--- The problem ---
Change each "Point out" in the data below to "Locate" and leave every other word and line as it is.

BEGIN

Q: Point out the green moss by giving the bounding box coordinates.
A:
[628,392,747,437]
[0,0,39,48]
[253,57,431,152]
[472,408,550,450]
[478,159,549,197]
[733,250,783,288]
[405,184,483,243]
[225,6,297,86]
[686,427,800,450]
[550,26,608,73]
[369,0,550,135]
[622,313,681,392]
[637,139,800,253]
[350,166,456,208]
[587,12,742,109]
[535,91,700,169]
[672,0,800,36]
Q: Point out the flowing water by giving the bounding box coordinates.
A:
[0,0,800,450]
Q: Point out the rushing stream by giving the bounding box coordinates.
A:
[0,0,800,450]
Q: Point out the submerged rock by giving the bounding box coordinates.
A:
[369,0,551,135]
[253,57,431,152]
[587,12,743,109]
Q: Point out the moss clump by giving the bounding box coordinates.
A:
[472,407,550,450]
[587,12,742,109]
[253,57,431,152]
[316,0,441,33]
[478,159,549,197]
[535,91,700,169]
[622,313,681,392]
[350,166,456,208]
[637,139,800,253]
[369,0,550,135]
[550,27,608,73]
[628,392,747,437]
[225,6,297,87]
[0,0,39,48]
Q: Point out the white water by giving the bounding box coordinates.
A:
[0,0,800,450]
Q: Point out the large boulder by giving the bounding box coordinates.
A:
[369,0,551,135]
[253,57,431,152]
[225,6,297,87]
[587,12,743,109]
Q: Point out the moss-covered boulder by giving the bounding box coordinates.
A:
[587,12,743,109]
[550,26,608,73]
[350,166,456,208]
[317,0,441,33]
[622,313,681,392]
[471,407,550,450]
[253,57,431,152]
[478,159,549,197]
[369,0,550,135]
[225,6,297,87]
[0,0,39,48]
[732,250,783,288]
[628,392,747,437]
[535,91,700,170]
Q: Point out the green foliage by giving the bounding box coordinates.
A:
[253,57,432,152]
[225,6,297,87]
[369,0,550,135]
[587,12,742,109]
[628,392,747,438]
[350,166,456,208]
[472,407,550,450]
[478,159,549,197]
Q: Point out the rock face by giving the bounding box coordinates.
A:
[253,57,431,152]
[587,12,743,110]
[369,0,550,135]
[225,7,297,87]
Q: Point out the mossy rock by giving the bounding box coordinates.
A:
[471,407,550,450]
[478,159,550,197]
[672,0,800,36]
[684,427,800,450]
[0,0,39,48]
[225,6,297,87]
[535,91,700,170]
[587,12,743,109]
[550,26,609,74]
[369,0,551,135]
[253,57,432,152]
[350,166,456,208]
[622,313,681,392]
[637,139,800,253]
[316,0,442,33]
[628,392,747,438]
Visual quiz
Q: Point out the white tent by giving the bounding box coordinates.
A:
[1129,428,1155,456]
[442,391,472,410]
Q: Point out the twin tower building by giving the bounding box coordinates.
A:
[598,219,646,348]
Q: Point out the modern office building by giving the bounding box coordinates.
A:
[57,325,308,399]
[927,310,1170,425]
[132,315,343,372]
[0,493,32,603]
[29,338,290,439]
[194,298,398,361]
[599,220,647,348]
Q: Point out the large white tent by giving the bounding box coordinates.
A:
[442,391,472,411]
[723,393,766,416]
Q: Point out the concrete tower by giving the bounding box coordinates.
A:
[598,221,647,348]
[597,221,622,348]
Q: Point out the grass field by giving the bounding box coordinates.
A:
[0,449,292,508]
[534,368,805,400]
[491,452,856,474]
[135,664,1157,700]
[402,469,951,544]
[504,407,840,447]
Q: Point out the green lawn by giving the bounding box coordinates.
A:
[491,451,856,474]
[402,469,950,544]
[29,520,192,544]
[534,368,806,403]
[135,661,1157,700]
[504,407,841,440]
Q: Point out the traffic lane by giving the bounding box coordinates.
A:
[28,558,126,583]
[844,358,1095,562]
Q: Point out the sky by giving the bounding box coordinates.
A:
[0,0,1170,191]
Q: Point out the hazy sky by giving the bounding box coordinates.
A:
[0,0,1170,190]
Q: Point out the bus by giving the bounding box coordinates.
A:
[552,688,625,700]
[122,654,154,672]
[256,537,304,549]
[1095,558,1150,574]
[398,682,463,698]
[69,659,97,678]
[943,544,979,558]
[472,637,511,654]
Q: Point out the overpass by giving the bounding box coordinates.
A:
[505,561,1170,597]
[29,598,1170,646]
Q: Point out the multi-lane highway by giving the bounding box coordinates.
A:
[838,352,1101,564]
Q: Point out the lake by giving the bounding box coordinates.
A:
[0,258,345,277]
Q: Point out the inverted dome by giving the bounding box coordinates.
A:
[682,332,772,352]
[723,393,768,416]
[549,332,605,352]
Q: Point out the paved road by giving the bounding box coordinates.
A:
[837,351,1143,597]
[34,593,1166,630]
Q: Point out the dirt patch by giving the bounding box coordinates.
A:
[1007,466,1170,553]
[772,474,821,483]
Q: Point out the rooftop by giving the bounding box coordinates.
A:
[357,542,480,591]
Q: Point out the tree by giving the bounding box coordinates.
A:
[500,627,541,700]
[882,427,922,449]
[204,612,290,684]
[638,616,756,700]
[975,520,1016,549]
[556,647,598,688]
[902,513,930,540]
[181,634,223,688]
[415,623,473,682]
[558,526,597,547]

END

--- Response to this task ---
Q: Locate the green moss by giving the bounding box coordinates.
A:
[628,392,747,437]
[0,0,39,48]
[253,57,431,152]
[472,408,550,450]
[478,159,549,197]
[733,250,783,288]
[405,184,483,243]
[225,6,297,86]
[686,427,800,450]
[550,26,608,73]
[369,0,550,135]
[622,313,681,392]
[637,139,800,253]
[350,166,456,208]
[587,12,742,109]
[535,91,700,169]
[672,0,800,36]
Q: Locate the flowing water by giving the bounding box coordinates.
A:
[0,0,800,450]
Q: Locate the rushing stream by giving the bounding box coordinates.
A:
[0,0,800,450]
Q: Locate the submerged rock by giving the bounding box coordinates.
A:
[369,0,551,135]
[253,57,431,152]
[587,12,743,109]
Q: Locate the moss clump by giving the bounding box coordinates.
A:
[472,407,550,450]
[587,12,742,109]
[253,57,431,152]
[316,0,441,33]
[478,159,549,197]
[535,91,700,169]
[622,313,681,392]
[350,166,456,208]
[637,139,800,253]
[369,0,550,135]
[550,27,608,73]
[628,392,747,437]
[225,6,297,87]
[0,0,39,48]
Q: Locate the white water by giving the bounding box coordinates.
A:
[0,0,800,450]
Q: Locate the large boulder by giving the bounding box coordinates.
A:
[369,0,551,135]
[253,57,431,152]
[225,6,297,87]
[587,12,743,109]
Q: Locate the moss-covered boulder by giving the bounding box coordinates.
A:
[587,12,743,109]
[550,26,608,73]
[350,166,456,208]
[317,0,441,33]
[622,313,681,392]
[471,407,550,450]
[253,57,431,152]
[478,159,549,197]
[369,0,550,135]
[225,6,297,87]
[0,0,39,48]
[732,250,783,288]
[628,392,747,437]
[535,91,700,170]
Q: Locate the green foliage by giving the bounding box coordinates.
A:
[253,57,432,152]
[225,6,297,87]
[369,0,550,135]
[587,12,742,109]
[628,392,747,438]
[350,166,456,208]
[472,407,550,450]
[478,159,549,197]
Q: Locate the rock face by giving the bounding box coordinates.
A:
[253,57,431,152]
[587,12,743,110]
[369,0,550,135]
[225,7,297,87]
Q: Locate the mossy rock by giving the bounding box coordinates.
A:
[471,407,550,450]
[478,159,550,197]
[672,0,800,36]
[684,427,800,450]
[0,0,39,48]
[225,6,297,87]
[535,91,700,170]
[587,12,743,109]
[550,26,609,74]
[369,0,551,135]
[253,57,432,152]
[350,166,456,208]
[622,313,681,392]
[637,139,800,253]
[316,0,442,33]
[628,392,747,438]
Visual quiz
Q: Locate the white tent by giving the bounding box coordinates.
A:
[1129,428,1155,456]
[442,391,472,410]
Q: Locate the twin tower building by giving the bounding box coordinates.
A:
[598,219,646,348]
Q: Locate the modern office building by giving the bounding box coordinates.
A:
[57,325,308,399]
[927,310,1170,425]
[132,315,343,372]
[0,493,32,603]
[29,338,290,439]
[194,298,398,361]
[599,220,647,348]
Q: Locate the large white tent by giving the bounding box coordinates.
A:
[442,391,472,411]
[723,393,766,416]
Q: Locate the concrete tower by giving the bounding box coordinates.
A:
[598,221,647,348]
[597,221,622,348]
Q: Locate the grass field by giving the bounding box coordinates.
A:
[0,449,292,508]
[534,368,805,400]
[491,452,856,474]
[135,664,1157,700]
[402,469,951,544]
[504,407,840,447]
Q: Locate the green lawn by giving the bounding box coordinates.
A:
[491,451,856,474]
[402,469,950,544]
[29,520,192,544]
[534,368,806,403]
[135,661,1157,700]
[504,407,841,440]
Q: Locate the traffic lane by giving the bounding box coordinates.
A:
[28,558,126,583]
[844,358,1095,562]
Q: Locate the sky by giving the bounding box coordinates.
A:
[0,0,1170,191]
Q: Locate the hazy sky by giving the bounding box coordinates.
A:
[0,0,1170,190]
Q: Locate the bus by giving the bounding box coordinates.
A:
[552,688,625,700]
[122,654,154,672]
[256,537,304,549]
[1095,558,1150,574]
[398,682,463,698]
[69,659,97,678]
[943,544,979,558]
[472,637,511,654]
Q: Locate the overpass by giving the bounding box coordinates.
A:
[505,561,1170,597]
[29,598,1170,646]
Q: Locate the multi-lane highway by giving the bounding box coordinates.
A:
[838,352,1101,564]
Q: Locate the lake by giving the bounding box coordinates.
A:
[0,258,345,277]
Q: Locate the inverted dome by giving the bounding box coordinates.
A:
[682,332,772,352]
[723,393,768,416]
[549,332,605,352]
Q: Locate the paved road by giving the bounding box coordinates.
A:
[837,351,1143,597]
[34,593,1166,630]
Q: Locate the dirt patch by giving the bounding box coordinates.
A:
[1007,466,1170,553]
[772,474,821,483]
Q: Locate the rooftop by giving the bounding box coordinates.
A:
[357,542,480,591]
Q: Locate the tree by giving the bounding box coordinates.
A:
[500,627,541,700]
[882,427,922,449]
[204,612,290,684]
[638,616,756,700]
[975,520,1016,549]
[556,647,598,688]
[902,513,930,540]
[181,634,223,688]
[415,623,473,682]
[558,526,597,547]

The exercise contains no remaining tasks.